Abstract: The Z-curve is a geometrical tool for visualizing and comparing genomes. Since, the curve contains the information carried by the given sequence, DNA sequences could be analyzed systematically. In this study, the ORF5 gene of Porcine Reproductive and Respiratory Syndrome Virus (PRRSV) was analyzed by the Z-curve method and the DNAstar (DNASTAR Inc.) computer programs. The results revealed by these two methods were identical. The phylogenetic tree is more digitized and the Z-curve method is more picturesque. It turned out to be that, the Z-curve method shows a widely application prospect in phylogenetic relationships analysis. However, the Z-curve method is still in its premature stage. Novel algorithms are expected to be exploited to extract more information involved in the Z-curves.
INTRODUCTION
Analyzing DNA sequences and amino acid sequences with the aid of geometric approach is a novel way which shows the merits of intuitive, visual, vivid (Chu et al., 2009). Some people have applied geometric approaches into study, such as Li et al. (2010) and Giacomo et al. (2007).

__Given information__.
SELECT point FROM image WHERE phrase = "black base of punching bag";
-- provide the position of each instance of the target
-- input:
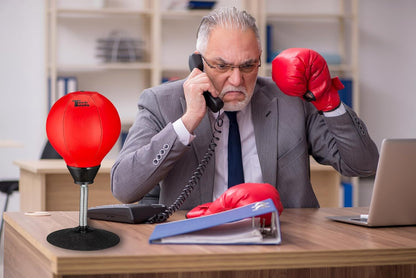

__Exercises to complete__.
(1) Write out the part of the Z-curve passage that begins at the words "INTRODUCTION" and stops after the words "et al. (2007).".
(2) Carry on the Z-curve passage, picking up after its final sentence.

__Answers to each task__.
(1)
INTRODUCTION
Analyzing DNA sequences and amino acid sequences with the aid of geometric approach is a novel way which shows the merits of intuitive, visual, vivid (Chu et al., 2009). Some people have applied geometric approaches into study, such as Li et al. (2010) and Giacomo et al. (2007).

(2)
According to Zhang and Zhang (2003) and Wen and Zhang (2003), Z-curve is a geometric tool to study the DNA sequence. Since, it was first proposed, the Z-curve has been extensively applied to life science research, such as, sequence segmentation (Zhang and Zhang, 2003; Wen and Zhang, 2003), horizontal gene transfer detection (Zhang and Zhang, 2003), isochoric domain inference (Zhang and Zhang, 2003; Wen and Zhang, 2003) and sequence analysis, for instance, nucleotide distribution analysis (Ou et al., 2003), replication origins Identification (Zhang and Zhang, 2005), protein coding genes recognition (Zhang and Wang, 2000), separate base usages of genes revelation (Guo and Yu, 2007) and so on.
Porcine Reproductive and Respiratory Syndrome (PRRS) disease is caused by a positive single-stranded polyadenylated RNA virus (PRRSV) which belongs to Arteriviridae virus family in the order Nidovirales (Conzelmann et al., 1993). And its genome contains eight Open Reading Frames (ORFs) which is about 15 kD (Cavanagh, 1997). Bred gilts and sows infected PRRSV may display abortion and premature farrowing and the nosogenic liveborn piglets may show respiratory tract disease (Cheon and Chae, 1999).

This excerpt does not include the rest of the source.